Document excerpt:
Cake is your enemy...apparently

Never go to excess, but let moderation be your guide. – Marcus Tullius Cicero 

Public enemy no. 1: Chocolate cake

There is an attack on cakes going on in Nova Scotia. Not only cakes, but cookies, pies and squares as well. Did you know?

I had a few recipes I could have chosen for today, but they were pre-empted by what I read in today's Chronicle Herald Op Ed pages. So instead I’ve opted for posting an old cake recipe. It’s my way to counter the “black or white” nature of governmental policy makers.

You see, I have this “thing” about food. Good homemade food, what I hope is healthier food, in moderation. We need all nutrients supplied in food, not just some. The trick is to use some common sense in your choices. There are “bad foods,” don’t get me wrong. But they certainly aren’t a slice of pie or cake. A whole pie every day, yes – a slice once a month, no.

In Nova Scotia, the baby has been tossed out with the bath water. It all has to do with the “Nova Scotia School Food & Nutrition Policy.”

In part, it states:
The promotion and sale of healthy food and beverages in school reinforces the nutrition messages taught in the classroom and at home. When food and beverages of limited nutritional value (i.e. those that are high in sugars, sweeteners, fat, salt, and caffeine) are available or promoted to students at school, it becomes increasingly difficult to limit intakes.

Of course, this policy came into existence to limit access to pop, chocolate bars, chips and low nutrition foods from cafeterias and snack machines in our public schools. You know, those items that were available to students within school walls on a daily basis. They were the norm, rather than the exception and something did have to be done.

I am in complete agreement. Students should have limited access to low nutrition foods in schools. They should be the exception. That's why we call them "treats" and not "steady diet." It holds true at home as well.

Material provided:
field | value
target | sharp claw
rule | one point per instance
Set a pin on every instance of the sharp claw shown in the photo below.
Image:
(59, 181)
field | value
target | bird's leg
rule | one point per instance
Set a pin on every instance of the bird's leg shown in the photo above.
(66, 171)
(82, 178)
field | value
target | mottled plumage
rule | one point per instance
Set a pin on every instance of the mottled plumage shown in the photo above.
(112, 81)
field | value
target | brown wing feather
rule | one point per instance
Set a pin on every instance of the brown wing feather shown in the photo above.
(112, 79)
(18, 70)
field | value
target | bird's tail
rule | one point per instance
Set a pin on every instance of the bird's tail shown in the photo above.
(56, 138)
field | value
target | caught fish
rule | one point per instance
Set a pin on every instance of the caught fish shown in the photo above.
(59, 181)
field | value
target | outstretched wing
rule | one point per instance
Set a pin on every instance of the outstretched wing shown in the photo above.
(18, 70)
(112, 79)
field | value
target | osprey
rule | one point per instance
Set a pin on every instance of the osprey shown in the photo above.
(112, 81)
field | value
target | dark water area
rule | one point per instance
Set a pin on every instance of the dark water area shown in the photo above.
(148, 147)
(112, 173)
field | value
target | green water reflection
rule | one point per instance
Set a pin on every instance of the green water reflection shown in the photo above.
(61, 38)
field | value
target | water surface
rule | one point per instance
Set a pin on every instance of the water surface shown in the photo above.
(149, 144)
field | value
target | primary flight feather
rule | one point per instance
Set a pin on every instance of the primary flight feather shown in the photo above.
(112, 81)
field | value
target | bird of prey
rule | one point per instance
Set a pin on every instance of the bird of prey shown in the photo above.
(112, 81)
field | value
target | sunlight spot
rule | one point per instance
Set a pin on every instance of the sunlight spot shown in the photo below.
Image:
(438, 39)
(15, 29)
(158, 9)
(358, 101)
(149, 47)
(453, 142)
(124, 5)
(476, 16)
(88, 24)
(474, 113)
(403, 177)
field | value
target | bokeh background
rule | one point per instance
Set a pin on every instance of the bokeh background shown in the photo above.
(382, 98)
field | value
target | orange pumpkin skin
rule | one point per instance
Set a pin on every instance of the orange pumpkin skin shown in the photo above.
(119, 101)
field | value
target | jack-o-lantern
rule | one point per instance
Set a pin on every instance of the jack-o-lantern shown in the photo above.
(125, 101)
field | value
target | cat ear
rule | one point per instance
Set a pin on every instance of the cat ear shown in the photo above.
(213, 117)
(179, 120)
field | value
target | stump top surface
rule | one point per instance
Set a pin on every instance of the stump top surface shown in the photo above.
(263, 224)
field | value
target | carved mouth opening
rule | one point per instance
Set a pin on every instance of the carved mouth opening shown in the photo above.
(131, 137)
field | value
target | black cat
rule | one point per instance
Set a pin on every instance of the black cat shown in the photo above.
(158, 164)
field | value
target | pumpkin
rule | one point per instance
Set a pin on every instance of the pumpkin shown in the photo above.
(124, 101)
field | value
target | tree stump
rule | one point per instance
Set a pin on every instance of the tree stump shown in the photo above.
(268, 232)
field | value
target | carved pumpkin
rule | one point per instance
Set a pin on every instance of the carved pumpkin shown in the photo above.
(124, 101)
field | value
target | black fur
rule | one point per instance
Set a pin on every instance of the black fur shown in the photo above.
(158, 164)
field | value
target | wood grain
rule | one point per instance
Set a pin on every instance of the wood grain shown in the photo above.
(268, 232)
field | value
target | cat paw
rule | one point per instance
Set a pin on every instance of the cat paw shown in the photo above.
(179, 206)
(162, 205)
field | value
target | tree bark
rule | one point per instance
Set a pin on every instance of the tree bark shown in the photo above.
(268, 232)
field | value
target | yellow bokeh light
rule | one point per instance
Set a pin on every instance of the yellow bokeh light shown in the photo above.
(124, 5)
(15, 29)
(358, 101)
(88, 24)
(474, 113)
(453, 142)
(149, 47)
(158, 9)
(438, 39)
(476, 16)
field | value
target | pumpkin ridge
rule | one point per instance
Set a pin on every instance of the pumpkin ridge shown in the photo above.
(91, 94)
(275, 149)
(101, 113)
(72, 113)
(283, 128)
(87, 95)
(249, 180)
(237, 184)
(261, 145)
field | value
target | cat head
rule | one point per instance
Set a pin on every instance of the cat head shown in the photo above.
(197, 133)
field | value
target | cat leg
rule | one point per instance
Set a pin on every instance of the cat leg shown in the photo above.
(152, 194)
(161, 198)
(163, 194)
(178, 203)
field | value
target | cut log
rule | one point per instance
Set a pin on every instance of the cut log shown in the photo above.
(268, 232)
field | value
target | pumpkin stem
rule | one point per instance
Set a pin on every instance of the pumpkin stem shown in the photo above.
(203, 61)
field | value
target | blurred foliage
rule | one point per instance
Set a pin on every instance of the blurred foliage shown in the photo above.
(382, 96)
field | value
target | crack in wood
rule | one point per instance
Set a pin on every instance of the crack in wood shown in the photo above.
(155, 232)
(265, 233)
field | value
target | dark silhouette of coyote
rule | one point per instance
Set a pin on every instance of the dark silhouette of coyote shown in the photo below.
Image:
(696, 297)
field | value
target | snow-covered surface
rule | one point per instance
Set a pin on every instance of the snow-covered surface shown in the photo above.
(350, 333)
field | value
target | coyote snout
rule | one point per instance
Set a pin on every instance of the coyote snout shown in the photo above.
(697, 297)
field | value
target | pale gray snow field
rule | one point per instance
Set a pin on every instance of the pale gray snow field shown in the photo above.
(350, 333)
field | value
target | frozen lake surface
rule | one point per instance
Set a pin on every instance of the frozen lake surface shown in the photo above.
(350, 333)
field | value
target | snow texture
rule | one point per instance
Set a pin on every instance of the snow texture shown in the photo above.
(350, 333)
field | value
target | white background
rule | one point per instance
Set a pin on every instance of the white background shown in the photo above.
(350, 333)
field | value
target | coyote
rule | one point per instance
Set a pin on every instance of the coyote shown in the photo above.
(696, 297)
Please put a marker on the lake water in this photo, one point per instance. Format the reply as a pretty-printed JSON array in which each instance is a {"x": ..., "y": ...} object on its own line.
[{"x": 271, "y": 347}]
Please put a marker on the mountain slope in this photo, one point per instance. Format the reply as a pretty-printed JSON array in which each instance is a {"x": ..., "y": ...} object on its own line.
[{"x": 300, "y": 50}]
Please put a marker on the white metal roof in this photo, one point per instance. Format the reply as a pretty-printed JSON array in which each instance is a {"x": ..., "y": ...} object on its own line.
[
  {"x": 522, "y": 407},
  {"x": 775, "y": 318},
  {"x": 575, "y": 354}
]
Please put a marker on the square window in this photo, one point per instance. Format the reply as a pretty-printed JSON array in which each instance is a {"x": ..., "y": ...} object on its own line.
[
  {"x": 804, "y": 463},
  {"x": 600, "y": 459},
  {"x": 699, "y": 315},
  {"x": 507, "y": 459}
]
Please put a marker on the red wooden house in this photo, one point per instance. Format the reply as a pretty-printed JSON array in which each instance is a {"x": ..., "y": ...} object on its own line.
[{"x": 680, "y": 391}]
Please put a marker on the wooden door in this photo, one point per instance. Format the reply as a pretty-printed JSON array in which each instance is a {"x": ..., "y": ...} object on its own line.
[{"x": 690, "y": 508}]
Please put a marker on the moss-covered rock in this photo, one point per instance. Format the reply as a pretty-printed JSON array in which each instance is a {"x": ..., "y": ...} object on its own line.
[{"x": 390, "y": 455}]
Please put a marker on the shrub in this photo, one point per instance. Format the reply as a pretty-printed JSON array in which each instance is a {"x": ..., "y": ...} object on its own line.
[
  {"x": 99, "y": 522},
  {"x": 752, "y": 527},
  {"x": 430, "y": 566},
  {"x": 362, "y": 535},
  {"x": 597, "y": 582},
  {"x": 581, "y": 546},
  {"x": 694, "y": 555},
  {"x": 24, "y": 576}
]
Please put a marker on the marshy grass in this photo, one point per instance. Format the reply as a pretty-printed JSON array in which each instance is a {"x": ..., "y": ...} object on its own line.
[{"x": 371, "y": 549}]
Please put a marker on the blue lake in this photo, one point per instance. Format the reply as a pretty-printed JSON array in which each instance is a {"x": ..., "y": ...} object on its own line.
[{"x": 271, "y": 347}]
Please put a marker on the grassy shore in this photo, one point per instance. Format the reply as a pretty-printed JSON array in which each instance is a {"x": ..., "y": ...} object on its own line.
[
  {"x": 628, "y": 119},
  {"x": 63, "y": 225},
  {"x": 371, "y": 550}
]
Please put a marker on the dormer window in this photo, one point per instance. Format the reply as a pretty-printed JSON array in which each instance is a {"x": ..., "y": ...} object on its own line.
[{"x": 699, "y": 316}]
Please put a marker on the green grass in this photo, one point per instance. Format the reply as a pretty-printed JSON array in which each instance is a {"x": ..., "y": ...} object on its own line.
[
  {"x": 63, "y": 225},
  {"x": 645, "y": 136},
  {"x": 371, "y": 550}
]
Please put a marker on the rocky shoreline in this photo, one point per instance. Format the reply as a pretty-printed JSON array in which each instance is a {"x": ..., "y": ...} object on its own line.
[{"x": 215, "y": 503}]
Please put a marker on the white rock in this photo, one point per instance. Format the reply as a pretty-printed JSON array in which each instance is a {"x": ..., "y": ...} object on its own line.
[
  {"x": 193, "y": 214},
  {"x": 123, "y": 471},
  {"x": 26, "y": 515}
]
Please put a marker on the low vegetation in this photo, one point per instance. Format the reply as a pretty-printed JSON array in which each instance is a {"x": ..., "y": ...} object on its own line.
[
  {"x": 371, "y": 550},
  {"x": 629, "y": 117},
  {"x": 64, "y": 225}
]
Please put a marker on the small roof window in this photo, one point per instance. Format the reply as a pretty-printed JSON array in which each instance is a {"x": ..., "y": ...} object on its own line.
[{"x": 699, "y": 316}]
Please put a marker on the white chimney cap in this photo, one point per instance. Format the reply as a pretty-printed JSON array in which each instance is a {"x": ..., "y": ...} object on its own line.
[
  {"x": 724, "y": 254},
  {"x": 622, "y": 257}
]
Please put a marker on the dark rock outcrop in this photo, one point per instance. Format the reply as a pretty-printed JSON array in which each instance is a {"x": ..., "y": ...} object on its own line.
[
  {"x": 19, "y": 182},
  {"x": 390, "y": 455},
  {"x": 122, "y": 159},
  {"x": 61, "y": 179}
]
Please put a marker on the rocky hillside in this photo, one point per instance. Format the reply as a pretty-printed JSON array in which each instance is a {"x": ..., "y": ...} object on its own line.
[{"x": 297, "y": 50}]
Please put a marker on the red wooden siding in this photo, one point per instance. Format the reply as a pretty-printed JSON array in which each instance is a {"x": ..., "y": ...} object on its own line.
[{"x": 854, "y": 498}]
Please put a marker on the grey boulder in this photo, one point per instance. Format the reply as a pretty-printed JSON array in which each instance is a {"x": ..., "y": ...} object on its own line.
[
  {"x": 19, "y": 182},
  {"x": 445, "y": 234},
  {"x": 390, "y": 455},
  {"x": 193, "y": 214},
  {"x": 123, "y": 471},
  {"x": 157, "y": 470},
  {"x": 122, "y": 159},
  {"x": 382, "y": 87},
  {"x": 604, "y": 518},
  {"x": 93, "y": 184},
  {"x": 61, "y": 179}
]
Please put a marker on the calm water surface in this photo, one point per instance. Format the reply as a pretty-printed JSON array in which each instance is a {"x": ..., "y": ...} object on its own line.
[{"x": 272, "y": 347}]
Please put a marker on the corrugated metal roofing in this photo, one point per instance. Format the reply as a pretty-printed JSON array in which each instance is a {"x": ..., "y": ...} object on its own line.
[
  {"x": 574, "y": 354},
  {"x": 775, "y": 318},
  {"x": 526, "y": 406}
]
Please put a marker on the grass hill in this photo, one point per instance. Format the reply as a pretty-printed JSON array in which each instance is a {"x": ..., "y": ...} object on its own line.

Exercise objective: Please carry on the piece about Nova Scotia's school food policy from where it stops. This data was taken from a separate source.

Reply:
This is where the OpEd gets up my nose. It’s excessive. In the newspaper there is a well articualted attack on anything that isn’t a carrot or glass of water. I was going to say milk, but it would have to be skim milk.

To see what bent me out of shape read here

The health policy police have levelled their steely gaze at things like bake sale fundraisers. These – at least in the country – are where parents bake goods at home that are then sold at special school functions to raise money for extracurricular activities. Most purchasers are adults. They are very popular and raise a lot of money.

Anything in excess is unhealthy, even the drive to be healthy, if you know what I mean. But bake sales held one a year? Come on...

From the “Fundraising with Healthy Foods and Beverages” publication:
Many traditional fundraising activities rely on the sale of food and beverages high in calories, sugar, and fat and low in nutrients—particularly chocolate, cookies, and pop. This practice sends confusing messages, such as when athletic programs, which promote physical activity, sell nutritionally poor items as a means of support. Fundraising that involves selling less nutritious items can also send the message that schools are more concerned about making money than helping students to maintain healthy habits.

I found page 10 particularly illuminating. That’s where they outline alternatives for healthy fundraisers. One is “Create an exploratory basket featuring vegetarian items such as tofu, soy milk, beans, nuts, seeds, tahini, and include healthy and tasty recipes.” That’ll bring them in droves.

Another wasn’t even a fundraiser. It said (and I agree) schools should start vegetable gardens and include parents and the community. That would promote exposure to healthy choices, but raise money? How?

“Everything in moderation, including moderation,” Oscar Wilde said. And it’s true. Excess in anything – including regulating to death eating habits – is a bad thing.

So one of the great culprits to the wellbeing of future generations is a piece of cake or cupcake bought at a school fundraiser once a year. It sets a bad example, so they say. Regulation run amok.

Our local school has been read the riot act in this regard and will have to toe the line on Department of Education policy. It’s a shame that there never seems to be much – dare I say it? – common sense in governmental policy.

The hold of healthy habits taught at home is so tenuous in our children that they need to be protected by our educational system from every vestige of dessert, via the Department of Health. Cookies are evil.

Yes, they’re evil, if you eat them as a steady diet. That’s where moderation comes into play.

Healthy habits do have to be taught in school and at home, but not to the extent that things like bake sales have to be, in essence, outlawed.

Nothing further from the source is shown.